**Instructions to follow:**
Bring together copies of the lines in the data below that contain the word "wood".

>>>

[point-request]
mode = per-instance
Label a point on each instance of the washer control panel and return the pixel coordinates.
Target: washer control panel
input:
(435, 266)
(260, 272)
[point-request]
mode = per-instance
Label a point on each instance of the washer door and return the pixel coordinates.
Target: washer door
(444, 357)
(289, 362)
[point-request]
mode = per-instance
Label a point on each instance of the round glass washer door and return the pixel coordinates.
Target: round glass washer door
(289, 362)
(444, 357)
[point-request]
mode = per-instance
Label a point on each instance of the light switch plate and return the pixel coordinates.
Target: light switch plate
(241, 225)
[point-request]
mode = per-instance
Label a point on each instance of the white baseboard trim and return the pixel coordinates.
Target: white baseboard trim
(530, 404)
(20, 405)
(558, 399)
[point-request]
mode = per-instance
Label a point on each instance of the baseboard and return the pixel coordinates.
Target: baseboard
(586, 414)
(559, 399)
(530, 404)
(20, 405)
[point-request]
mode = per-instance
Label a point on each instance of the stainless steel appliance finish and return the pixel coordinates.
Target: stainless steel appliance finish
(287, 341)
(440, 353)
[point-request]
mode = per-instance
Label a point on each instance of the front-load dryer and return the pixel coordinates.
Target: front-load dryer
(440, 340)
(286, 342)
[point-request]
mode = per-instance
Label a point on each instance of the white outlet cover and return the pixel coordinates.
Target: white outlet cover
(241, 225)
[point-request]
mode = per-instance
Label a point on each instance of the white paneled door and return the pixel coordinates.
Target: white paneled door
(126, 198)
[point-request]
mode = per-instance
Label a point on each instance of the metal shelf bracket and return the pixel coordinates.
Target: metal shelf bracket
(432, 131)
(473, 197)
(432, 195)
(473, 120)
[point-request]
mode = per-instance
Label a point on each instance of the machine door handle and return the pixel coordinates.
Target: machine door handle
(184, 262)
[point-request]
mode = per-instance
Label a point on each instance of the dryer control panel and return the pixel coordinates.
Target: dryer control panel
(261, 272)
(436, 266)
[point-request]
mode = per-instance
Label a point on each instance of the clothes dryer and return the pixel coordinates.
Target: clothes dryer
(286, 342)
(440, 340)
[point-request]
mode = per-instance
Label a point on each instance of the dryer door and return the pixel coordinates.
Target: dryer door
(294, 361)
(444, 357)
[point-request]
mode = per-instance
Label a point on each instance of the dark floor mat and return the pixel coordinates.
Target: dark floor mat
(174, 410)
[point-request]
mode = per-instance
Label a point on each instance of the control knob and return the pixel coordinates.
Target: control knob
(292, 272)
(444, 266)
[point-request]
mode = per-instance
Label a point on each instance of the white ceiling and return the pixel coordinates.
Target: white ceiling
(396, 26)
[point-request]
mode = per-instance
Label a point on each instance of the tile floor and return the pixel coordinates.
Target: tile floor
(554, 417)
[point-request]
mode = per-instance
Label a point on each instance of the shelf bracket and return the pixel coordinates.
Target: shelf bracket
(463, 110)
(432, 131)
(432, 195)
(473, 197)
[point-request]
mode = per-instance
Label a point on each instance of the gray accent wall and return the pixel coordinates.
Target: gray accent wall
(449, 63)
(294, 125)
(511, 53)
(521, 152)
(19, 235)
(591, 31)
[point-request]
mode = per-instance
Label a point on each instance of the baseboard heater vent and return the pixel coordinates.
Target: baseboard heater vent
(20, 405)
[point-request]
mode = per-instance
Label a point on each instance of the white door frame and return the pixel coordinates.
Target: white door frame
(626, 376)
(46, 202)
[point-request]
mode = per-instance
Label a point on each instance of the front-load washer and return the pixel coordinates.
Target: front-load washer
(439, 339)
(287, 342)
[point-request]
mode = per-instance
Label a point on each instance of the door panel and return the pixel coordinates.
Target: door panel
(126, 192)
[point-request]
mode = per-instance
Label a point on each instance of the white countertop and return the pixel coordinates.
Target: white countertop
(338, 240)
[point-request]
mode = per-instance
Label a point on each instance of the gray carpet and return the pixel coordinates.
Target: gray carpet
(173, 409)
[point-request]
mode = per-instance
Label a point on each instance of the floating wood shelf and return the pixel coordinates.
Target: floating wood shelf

<<<

**Reply:**
Label a point on each instance of the floating wood shelf and return the pixel coordinates.
Target: floating wood shelf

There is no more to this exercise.